- Selected extract:
In their study, the team used hydrothermal carbonization (HTC) to heat the waste to up to 240°C (460°F) for up to two hours. This caused the waste to become dehydrated, producing hydrochar, which is both combustible and nutrient-rich, meaning it can be used as fuel and fertilizer. The process also sterilizes the hydrochar, making it safe to handle.
About 2.3 billion people in the world lack basic sanitation, which includes 892 million people that defecate in the open. Some of these regions also have to deal with a scarcity of energy.
Many use solid biomass like wood, converted into charcoal, for cooking and heating. However, these have a significant carbon footprint, whereas human waste could offer a cleaner alternative. In theory, hydrochar could be used to heat homes and in cooking, with its liquid byproduct useful as a fertilizer.
"By treating human waste properly, we can address both of these issues [energy and waste] at once," Professor Gross said.
Similar research was conducted by BGU last year on the excrement of turkey and other poultry. The team found the best results came from cooking the feces while it was wet at high temperature and high pressure, like in a pressure cooker.
“Their ultimate goal is to try to roast a bird with their homemade hydrochar, and eat it afterwards,” noted NPR. “Once made, the hydrochar doesn't emit any stink – it even has a pleasant aroma!”

- Information shown:
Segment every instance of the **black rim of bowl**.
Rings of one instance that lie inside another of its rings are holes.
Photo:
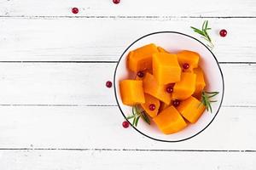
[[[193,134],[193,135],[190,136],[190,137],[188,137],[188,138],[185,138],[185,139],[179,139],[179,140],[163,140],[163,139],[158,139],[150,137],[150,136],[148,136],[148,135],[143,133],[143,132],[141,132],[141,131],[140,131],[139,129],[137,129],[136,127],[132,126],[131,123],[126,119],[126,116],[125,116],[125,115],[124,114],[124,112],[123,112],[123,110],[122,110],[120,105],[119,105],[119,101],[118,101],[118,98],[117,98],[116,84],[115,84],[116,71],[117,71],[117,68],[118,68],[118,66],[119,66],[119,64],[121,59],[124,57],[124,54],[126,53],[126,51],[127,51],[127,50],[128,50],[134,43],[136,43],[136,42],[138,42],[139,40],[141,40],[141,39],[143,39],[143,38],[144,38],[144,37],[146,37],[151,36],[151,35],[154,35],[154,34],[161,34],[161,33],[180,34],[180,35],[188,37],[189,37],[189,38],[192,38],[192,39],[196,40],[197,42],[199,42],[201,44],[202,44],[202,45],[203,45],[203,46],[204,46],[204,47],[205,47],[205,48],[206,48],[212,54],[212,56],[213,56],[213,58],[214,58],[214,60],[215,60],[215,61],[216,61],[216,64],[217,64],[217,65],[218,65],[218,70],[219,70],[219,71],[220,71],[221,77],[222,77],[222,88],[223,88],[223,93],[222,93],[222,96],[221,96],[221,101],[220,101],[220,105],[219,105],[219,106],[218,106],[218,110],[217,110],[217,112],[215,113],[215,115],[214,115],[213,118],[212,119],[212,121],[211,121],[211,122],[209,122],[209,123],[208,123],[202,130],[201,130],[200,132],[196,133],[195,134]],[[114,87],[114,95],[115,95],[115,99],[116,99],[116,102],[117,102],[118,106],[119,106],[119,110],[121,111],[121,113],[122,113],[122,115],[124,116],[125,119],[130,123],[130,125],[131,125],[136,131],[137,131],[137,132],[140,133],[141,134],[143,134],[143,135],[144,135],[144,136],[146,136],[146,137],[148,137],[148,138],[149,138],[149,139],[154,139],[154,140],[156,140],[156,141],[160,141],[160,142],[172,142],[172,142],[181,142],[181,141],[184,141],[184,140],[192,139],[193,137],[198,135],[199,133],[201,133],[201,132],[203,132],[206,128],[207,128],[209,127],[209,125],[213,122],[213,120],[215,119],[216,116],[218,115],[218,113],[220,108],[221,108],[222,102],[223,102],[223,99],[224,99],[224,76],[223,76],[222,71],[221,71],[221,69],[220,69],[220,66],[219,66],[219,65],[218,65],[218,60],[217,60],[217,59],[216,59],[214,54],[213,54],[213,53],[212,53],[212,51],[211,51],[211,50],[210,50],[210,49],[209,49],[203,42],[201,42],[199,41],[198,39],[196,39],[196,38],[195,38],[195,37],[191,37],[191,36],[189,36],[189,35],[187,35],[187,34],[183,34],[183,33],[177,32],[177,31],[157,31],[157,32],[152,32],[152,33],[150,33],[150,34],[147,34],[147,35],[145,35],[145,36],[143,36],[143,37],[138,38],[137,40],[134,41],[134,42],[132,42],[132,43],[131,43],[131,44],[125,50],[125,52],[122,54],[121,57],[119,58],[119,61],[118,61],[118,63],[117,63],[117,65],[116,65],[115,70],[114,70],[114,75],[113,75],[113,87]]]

- Exercise tasks:
(1) In the hydrochar article, condense the paragraph beginning "In their study, the team used hydrothermal carbonization" into a shorter version that keeps its main facts.
(2) Reproduce the passage of the hydrochar article starting with "About 2.3 billion" and going on through "Professor Gross said.".

- The responses:
(1) The team used hydrothermal carbonization (HTC) to heat the waste to as much as 240°C (460°F) for up to two hours. This dehydrated the waste into hydrochar, which is combustible and nutrient-rich and so usable as both fuel and fertilizer. The process also sterilizes the hydrochar, making it safe to handle.

(2)
About 2.3 billion people in the world lack basic sanitation, which includes 892 million people that defecate in the open. Some of these regions also have to deal with a scarcity of energy.
Many use solid biomass like wood, converted into charcoal, for cooking and heating. However, these have a significant carbon footprint, whereas human waste could offer a cleaner alternative. In theory, hydrochar could be used to heat homes and in cooking, with its liquid byproduct useful as a fertilizer.
"By treating human waste properly, we can address both of these issues [energy and waste] at once," Professor Gross said.